▶ TASK DETAILS:
Gather every line of the entries below that contains the string "hillside" and copy each one in full. Case counts when matching.

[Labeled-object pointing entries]
:::::

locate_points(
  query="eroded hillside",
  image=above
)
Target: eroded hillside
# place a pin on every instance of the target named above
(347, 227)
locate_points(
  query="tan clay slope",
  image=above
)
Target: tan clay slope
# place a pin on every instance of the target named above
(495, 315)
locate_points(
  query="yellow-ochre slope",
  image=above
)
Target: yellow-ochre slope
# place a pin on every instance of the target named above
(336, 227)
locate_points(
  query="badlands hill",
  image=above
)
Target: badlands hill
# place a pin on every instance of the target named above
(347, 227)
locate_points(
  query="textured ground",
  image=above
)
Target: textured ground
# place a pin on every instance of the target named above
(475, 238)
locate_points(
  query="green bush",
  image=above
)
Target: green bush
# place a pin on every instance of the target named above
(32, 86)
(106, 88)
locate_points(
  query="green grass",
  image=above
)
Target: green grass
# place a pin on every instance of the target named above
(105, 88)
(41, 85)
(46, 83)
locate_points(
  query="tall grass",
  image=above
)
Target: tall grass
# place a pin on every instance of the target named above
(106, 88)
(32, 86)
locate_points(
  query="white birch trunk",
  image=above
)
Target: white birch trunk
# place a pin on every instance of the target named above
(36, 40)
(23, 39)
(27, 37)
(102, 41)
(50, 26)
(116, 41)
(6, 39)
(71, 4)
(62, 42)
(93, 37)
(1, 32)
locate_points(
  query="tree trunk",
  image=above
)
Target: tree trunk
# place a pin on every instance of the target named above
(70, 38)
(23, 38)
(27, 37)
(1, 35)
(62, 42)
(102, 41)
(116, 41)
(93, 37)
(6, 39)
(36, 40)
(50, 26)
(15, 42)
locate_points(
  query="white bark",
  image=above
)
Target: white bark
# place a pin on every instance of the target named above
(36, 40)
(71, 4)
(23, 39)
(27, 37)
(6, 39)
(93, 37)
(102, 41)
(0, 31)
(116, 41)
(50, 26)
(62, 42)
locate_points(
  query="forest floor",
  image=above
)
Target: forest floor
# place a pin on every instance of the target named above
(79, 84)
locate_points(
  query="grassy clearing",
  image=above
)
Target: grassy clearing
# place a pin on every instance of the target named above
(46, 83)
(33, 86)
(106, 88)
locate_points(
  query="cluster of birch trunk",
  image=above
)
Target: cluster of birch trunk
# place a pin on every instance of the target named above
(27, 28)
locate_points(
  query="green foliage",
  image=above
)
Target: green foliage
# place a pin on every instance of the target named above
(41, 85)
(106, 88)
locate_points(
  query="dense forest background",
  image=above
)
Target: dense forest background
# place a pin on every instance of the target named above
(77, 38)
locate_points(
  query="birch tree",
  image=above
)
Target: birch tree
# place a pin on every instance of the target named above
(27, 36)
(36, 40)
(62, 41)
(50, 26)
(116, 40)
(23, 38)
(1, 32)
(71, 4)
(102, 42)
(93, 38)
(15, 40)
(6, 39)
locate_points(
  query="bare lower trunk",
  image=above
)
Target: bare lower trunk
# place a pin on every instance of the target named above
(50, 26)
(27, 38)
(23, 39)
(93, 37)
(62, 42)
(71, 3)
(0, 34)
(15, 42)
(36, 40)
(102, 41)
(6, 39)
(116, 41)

:::::

▶ TASK OUTPUT:
  query="eroded hillside",
Target: eroded hillside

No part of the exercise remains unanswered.